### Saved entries
↓
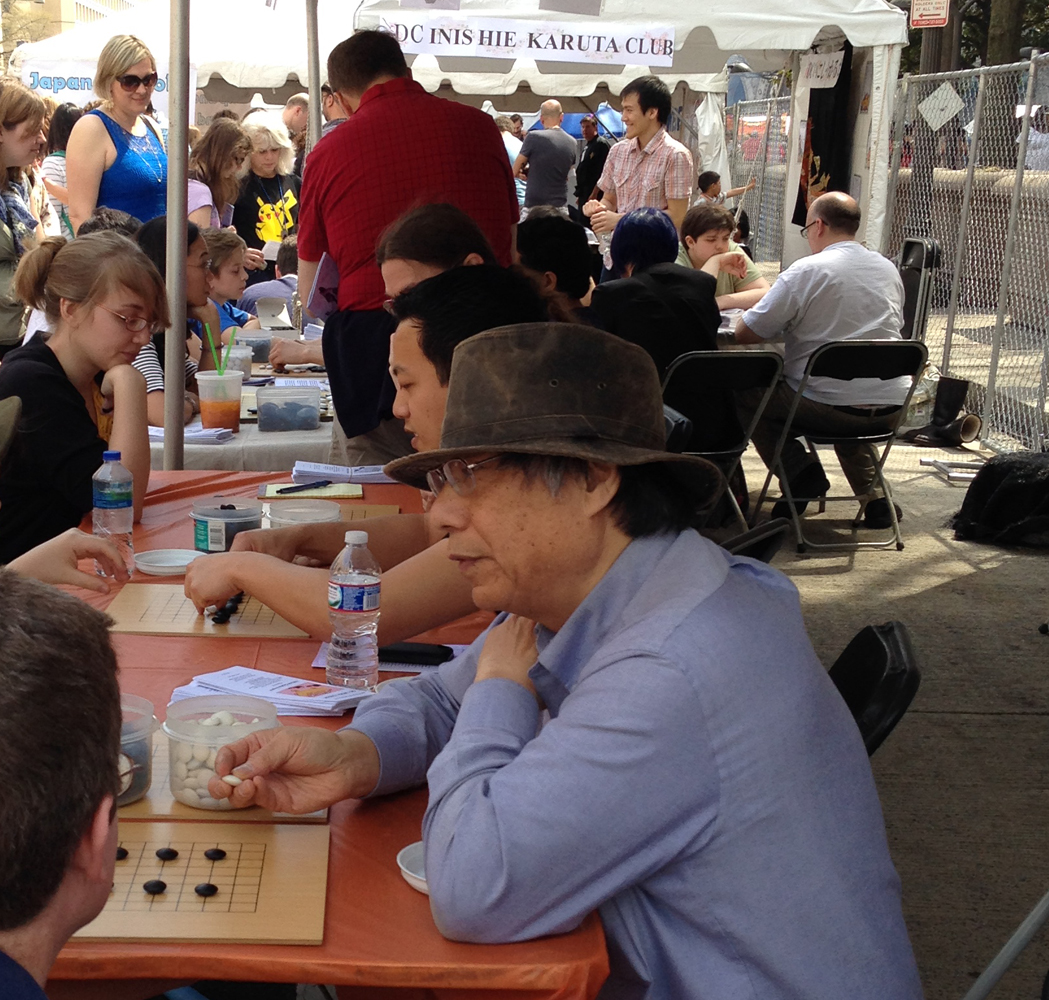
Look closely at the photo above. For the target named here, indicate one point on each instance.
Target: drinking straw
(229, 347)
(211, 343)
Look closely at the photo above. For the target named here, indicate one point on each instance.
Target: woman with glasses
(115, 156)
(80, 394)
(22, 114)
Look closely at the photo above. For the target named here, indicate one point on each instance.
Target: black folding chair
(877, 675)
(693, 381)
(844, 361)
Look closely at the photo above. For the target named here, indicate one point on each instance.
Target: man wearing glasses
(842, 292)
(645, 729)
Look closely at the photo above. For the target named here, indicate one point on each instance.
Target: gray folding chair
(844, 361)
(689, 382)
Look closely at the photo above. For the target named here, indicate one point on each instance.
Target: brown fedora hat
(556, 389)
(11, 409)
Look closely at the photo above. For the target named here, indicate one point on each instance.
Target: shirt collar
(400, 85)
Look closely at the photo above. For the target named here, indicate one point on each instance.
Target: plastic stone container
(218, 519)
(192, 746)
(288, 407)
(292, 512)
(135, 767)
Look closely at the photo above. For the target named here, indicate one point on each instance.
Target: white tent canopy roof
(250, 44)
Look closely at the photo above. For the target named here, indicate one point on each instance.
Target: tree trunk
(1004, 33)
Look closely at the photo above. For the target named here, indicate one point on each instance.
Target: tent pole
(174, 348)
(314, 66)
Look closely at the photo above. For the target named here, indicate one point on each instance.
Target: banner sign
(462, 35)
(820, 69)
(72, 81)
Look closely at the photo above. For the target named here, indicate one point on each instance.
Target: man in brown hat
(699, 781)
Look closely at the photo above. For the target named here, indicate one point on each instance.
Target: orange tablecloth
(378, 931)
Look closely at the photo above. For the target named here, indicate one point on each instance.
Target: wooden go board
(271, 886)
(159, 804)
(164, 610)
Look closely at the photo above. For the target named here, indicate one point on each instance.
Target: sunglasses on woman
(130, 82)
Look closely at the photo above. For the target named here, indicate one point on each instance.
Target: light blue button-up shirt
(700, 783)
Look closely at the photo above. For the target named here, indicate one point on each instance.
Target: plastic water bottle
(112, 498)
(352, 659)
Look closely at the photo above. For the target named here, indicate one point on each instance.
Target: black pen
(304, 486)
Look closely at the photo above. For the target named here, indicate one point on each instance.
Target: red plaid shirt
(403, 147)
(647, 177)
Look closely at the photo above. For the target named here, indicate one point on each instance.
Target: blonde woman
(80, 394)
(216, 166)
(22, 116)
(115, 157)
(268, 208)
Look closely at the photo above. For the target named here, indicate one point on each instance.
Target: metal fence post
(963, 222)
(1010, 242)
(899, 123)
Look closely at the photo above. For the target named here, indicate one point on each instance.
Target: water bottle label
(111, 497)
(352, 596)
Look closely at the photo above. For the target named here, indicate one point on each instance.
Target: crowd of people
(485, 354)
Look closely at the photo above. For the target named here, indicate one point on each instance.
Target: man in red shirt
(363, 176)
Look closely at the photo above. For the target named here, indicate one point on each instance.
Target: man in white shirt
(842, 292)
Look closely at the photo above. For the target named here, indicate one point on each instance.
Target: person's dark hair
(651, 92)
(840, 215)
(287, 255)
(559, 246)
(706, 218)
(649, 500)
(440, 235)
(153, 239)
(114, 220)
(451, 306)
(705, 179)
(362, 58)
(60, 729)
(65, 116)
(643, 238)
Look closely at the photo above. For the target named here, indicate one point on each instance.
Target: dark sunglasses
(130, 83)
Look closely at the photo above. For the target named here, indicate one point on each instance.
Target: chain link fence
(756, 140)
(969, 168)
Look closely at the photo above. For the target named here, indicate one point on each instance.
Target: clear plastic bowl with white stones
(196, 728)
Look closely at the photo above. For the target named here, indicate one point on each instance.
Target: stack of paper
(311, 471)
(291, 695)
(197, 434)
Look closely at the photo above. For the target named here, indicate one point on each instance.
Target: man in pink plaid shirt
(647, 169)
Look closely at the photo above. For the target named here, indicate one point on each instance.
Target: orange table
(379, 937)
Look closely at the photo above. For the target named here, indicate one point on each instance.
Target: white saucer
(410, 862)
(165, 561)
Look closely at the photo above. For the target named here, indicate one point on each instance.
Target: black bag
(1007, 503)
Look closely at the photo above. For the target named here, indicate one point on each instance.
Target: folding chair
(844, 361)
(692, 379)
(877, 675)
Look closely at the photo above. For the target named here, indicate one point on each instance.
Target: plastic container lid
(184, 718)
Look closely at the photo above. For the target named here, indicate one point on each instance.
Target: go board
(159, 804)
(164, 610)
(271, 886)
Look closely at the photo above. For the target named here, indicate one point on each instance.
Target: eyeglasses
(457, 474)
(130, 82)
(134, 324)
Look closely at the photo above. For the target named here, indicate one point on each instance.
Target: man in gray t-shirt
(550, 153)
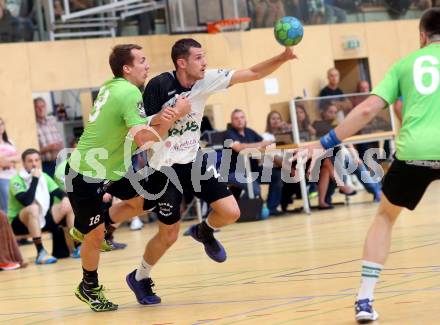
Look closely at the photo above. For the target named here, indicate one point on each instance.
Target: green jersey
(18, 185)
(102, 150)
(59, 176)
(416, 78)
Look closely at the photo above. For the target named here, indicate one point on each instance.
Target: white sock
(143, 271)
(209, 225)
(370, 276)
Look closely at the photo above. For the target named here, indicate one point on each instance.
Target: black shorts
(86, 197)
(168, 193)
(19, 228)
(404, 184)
↑
### WHAT IS REQUIRED
Each line above should be output exactly, apart from the pictures.

### RESULT OF THE TASK
Look closely at the photo above. For the target named here, indicate one point on each instance.
Target: drinking straw
(229, 347)
(211, 343)
Look closely at the photo above. For the target named here, indicate one point on each instance.
Target: woman with glasses
(115, 156)
(80, 394)
(22, 114)
Look closely at the photo above. For the target named here, indicate one point on each instance.
Target: black folding chair
(877, 675)
(693, 381)
(844, 361)
Look closely at the photo above. For the target named here, indicate one point on each instance.
Target: man wearing glasses
(842, 292)
(645, 729)
Look closely at the photo above. For the target named here, indicate one point on each instance.
Target: gray folding chair
(844, 361)
(689, 382)
Look closely at the photo above. For the target named here, indicate one point on each instance.
Target: brown fedora hat
(556, 389)
(11, 409)
Look closely at the photo above. For the target named here, indicate one point on each instance.
Target: shirt collar
(400, 85)
Look closely at the photo above. For the target named here, indicate one point on each instance.
Target: plastic stone container
(218, 519)
(192, 746)
(288, 407)
(292, 512)
(135, 767)
Look closely at the photo above. For the target named here, indicate one point on each instance.
Target: white tent canopy roof
(250, 44)
Look closely at the photo above. For the target named here, indicate one point on each instance.
Target: tree trunk
(1004, 33)
Look closely at the photo above. For the target named here, indicate one point on each instance.
Target: tent pole
(174, 348)
(314, 66)
Look closely at the photo above. For the target named here, indicate one point on each instance.
Target: banner sign
(462, 35)
(820, 69)
(72, 81)
Look closely at the photo above. For the target named here, indicate one point on each instance.
Target: man in brown hat
(699, 781)
Look closely at the photo above. For the target named here, indicate one point on each instance.
Target: orange tablecloth
(378, 931)
Look closely at the photo above. For the target named here, indicate one point on each instance.
Target: wooden go board
(271, 886)
(159, 804)
(164, 610)
Look closely at the photo above. For the target named here, indicate one point on each instance.
Target: sunglasses on woman
(130, 82)
Look closely at the photo above. For the target named here, indicate one point on each instance.
Target: light blue button-up shirt
(700, 783)
Look closely at the photo above. For the target named here, indicate one point on each instance.
Target: plastic water bottle
(112, 498)
(352, 659)
Look closely at the photo above. For the target named here, indicate one point on each instance.
Target: black pen
(304, 486)
Look closely at the photo above. For the target named here, indicate one point on each instance.
Target: red plaid shirt
(403, 147)
(647, 177)
Look closely at the photo above. For the target named here, indicate one point on each instance.
Target: blonde woman
(80, 394)
(216, 166)
(22, 116)
(115, 157)
(268, 208)
Look closely at the photo above. For the target named here, indicate one point on each instance.
Target: metal fence post
(963, 222)
(1010, 242)
(899, 123)
Look closely at the photo above. For the target named here, indicate one point on each instance.
Target: water bottle label
(111, 497)
(352, 596)
Look closely at the photo above. For the target named here, indicate one point on each instance.
Target: crowd of people
(485, 354)
Look closely at the photo above. For the target named here, indicate one point on each instance.
Target: man in red shirt
(363, 176)
Look closely at the photo above. For the target named here, indicate one point on each instance.
Target: man in white shirt
(842, 292)
Look closely at the photo above. For the target named here, indicate one point on each instance.
Target: person's dark hair
(651, 92)
(840, 215)
(287, 255)
(559, 246)
(706, 218)
(649, 500)
(440, 235)
(153, 239)
(114, 220)
(451, 306)
(705, 179)
(362, 58)
(60, 729)
(65, 116)
(643, 238)
Look closely at the photo above. For the target named here, indicate one point on each instance.
Target: dark sunglasses
(130, 83)
Look closely at the photo above. For the target named here, indicate one point on each instance.
Target: chain link fence
(756, 140)
(969, 168)
Look closely at the photo above. For the target named here, indicate one point on each instance.
Target: clear plastic bowl with white stones
(196, 728)
Look closely at the photo above. For the target named here, indicate one point on each instance.
Target: stack of paper
(311, 471)
(291, 695)
(197, 434)
Look closely at the photo above. For the target named here, indicate one point on each instance.
Target: man in pink plaid shirt
(647, 169)
Look closely at the photo above. For the target named here, indicate one point on each instance.
Target: orange table
(379, 937)
Look closely at the photo above. For the target named here, indicate one point on each instance.
Target: white saucer
(410, 862)
(165, 561)
Look closely at the photo above. For the target named here, indicate one point on each instance.
Target: black bag
(1007, 503)
Look closely at the photo above. For the target named here, indicate one point on each instance.
Target: folding chair
(844, 361)
(692, 379)
(877, 675)
Look closely at the photo above. For the target named here, indicate one point on each instance.
Target: plastic container lid
(184, 718)
Look closely at the photo above. For the target named here, indicate one point on each instance.
Target: go board
(159, 804)
(164, 610)
(271, 886)
Look closely at the photo above. For the target named here, indicate one point on each instance.
Target: eyeglasses
(457, 474)
(130, 82)
(134, 324)
Look closely at the photo above. For the target named here, indicate one point on each instance.
Target: man in gray t-shirt
(550, 153)
Look closely at the photo above. For the target named here, indicate one point on each instance.
Target: green jersey
(18, 185)
(102, 150)
(59, 176)
(416, 78)
Look closely at the photo above. For the target named here, indicate one point on each instance.
Target: white sock
(143, 271)
(209, 225)
(370, 276)
Look closely at the photo above. For the target named here, indicate one point on each instance.
Target: black shorts
(86, 197)
(168, 193)
(19, 228)
(404, 184)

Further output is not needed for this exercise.